Si le syndic ne dispose pas d’une carte professionnelle, il ne peut pas exercer la fonction de syndic de copropriété et les actes qu’il prendrait comme syndic seraient annulables. 

A.- Une condition d’exercice de la profession

Comme le prévoit l’article 1er de la loi du 2 janvier 1970, l’activité de syndic ne peut être exercée que par un agent immobilier disposant d’une carte professionnelle telle que définie par l’article 3 de la loi. 

Cet arrêt est intéressant en ce qu’il concerne la cession de l’agence et son effet. En l’espèce, un agent immobilier avait obtenu une carte professionnelle délivrée le 29 septembre 2018 et valable jusqu’au 28 septembre 2021. Il avait toutefois cédé son agence le 9 mars 2020 et informé le centre de formalités des professions immobilières avec un maintien des privilèges attachés aux cartes professionnelles jusqu’au 30 décembre 2020. En effet, la carte professionnelle est attachée à la personne de son représentant légal. Comme le rappelle l’article 3 de la loi Hoguet, si la carte est délivrée à une personne morale, il faudra que ses représentants légaux et statutaires justifient de la condition d’aptitude professionnelle, et ne pas être frappés d’une des incapacités ou interdictions d’exercer définies par la loi. 

Si le gérant cède son agence, le nouveau représentant légal doit réaliser les démarches auprès de la CCI pour obtenir une nouvelle carte professionnelle. En effet, comme le prévoit l’article 6 du décret du 20 juillet 1972, tout changement de dénomination ou de forme de la personne morale, de l’identité du ou des représentants légaux ou statutaires et de l’identité du garant ou de l’assureur de la responsabilité civile professionnelle doit faire l’objet d’une déclaration et conduire à la délivrance d’une carte professionnelle mise à jour. 

Or, le nouveau gérant avait entamé les démarches seulement le 31 mai 2021 et obtenu une nouvelle carte le 28 septembre 2021. Le syndic n’était donc pas titulaire d’une carte professionnelle au moment de la convocation de l’assemblée générale, ni au moment de sa tenue le 3 mai 2021. 

B.- Une condition de validité des actes de l’agent immobilier

L’absence de carte professionnelle constitue une infraction pénale, sanctionnée par les articles 14 à 18 de la loi Hoguet. 

Toutefois, cet arrêt démontre qu’il ne faut pas sous-estimer les sanctions civiles. Comme le reconnaissaient les juges, faute de justifier d’une carte professionnelle valide, le mandant du syndic était nul et le professionnel ne pouvait donc pas valablement représenter le syndicat des copropriétaires. Il s’agit d’une nullité de plein droit.

::::::::

(CONSIGNE 1) Recopiez sans rien changer le passage du texte sur la carte professionnelle du syndic qui commence aux mots « Si le gérant » et s'arrête après les mots « 3 mai 2021. ».
(CONSIGNE 2) D'après le texte sur la carte professionnelle du syndic, à quelle date l'agent immobilier a-t-il cédé son agence ?
Les fiches qui suivent n'ont aucun rapport avec le texte.

::::::::

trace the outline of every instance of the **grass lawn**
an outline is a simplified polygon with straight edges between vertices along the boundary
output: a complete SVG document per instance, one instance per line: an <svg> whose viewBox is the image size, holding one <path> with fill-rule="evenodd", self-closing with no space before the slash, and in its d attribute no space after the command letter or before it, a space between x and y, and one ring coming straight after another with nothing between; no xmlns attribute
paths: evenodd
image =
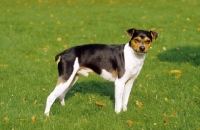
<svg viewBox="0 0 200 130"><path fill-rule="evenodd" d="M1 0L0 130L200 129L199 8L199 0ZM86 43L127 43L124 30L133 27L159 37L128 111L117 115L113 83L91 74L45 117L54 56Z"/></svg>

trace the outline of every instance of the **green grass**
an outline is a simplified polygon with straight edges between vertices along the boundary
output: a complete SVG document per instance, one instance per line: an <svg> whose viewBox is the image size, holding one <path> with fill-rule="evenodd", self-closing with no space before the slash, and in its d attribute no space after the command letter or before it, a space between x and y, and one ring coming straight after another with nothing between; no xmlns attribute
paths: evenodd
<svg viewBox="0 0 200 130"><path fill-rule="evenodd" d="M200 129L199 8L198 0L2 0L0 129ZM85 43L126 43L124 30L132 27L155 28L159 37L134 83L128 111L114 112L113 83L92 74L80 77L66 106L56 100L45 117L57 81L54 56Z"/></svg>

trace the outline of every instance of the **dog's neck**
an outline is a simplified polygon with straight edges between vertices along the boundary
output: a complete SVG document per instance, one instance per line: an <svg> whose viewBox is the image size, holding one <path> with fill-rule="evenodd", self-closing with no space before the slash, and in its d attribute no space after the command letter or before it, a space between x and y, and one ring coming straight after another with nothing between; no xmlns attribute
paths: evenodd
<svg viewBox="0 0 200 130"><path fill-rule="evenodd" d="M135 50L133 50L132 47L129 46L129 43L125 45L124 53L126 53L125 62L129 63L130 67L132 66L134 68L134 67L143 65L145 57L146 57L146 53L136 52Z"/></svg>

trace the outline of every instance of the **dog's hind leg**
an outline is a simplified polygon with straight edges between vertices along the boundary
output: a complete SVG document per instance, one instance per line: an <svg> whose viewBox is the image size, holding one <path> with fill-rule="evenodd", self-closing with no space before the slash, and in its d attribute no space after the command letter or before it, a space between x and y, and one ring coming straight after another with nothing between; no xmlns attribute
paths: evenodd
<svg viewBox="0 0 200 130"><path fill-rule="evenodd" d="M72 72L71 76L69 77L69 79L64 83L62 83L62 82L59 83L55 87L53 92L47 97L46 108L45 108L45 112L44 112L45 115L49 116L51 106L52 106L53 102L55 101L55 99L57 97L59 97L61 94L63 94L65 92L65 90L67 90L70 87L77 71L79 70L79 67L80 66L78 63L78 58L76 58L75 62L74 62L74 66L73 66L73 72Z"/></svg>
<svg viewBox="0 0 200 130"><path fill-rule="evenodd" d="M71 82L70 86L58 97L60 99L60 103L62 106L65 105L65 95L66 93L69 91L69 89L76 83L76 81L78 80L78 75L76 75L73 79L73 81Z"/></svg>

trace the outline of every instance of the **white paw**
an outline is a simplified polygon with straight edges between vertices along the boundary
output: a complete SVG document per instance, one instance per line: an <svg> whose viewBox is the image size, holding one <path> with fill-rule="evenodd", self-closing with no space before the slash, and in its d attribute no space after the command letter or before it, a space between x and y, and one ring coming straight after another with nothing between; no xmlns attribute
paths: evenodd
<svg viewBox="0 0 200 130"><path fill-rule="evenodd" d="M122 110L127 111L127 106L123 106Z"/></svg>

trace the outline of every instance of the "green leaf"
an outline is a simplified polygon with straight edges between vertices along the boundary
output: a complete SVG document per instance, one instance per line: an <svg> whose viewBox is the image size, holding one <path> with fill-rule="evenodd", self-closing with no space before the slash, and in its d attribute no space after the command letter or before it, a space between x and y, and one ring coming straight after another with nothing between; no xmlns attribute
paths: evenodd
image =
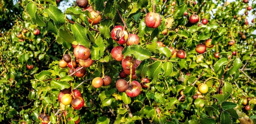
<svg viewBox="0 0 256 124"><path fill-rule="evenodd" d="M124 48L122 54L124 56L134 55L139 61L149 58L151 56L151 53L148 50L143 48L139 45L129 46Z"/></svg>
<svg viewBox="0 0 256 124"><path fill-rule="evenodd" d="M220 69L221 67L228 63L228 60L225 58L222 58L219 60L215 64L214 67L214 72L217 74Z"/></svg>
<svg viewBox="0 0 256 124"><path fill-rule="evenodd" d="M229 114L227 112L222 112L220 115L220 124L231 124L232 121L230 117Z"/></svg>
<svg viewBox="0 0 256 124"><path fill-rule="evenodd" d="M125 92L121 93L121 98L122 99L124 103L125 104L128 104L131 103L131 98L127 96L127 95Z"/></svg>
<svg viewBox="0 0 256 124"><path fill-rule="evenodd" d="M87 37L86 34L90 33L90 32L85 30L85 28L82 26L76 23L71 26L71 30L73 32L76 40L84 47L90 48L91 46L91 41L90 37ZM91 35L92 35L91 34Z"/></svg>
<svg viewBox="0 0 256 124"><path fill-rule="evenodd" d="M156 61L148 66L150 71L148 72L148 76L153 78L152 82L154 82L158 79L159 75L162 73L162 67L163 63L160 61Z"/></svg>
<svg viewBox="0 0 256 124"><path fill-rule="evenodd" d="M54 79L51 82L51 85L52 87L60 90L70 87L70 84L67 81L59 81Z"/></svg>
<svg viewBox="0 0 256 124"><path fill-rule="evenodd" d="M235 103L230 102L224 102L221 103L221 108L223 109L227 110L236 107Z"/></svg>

::::::::

(VOTRE RÉPONSE 1)
Si le gérant cède son agence, le nouveau représentant légal doit réaliser les démarches auprès de la CCI pour obtenir une nouvelle carte professionnelle. En effet, comme le prévoit l’article 6 du décret du 20 juillet 1972, tout changement de dénomination ou de forme de la personne morale, de l’identité du ou des représentants légaux ou statutaires et de l’identité du garant ou de l’assureur de la responsabilité civile professionnelle doit faire l’objet d’une déclaration et conduire à la délivrance d’une carte professionnelle mise à jour. 

Or, le nouveau gérant avait entamé les démarches seulement le 31 mai 2021 et obtenu une nouvelle carte le 28 septembre 2021. Le syndic n’était donc pas titulaire d’une carte professionnelle au moment de la convocation de l’assemblée générale, ni au moment de sa tenue le 3 mai 2021.

(VOTRE RÉPONSE 2) Le 9 mars 2020.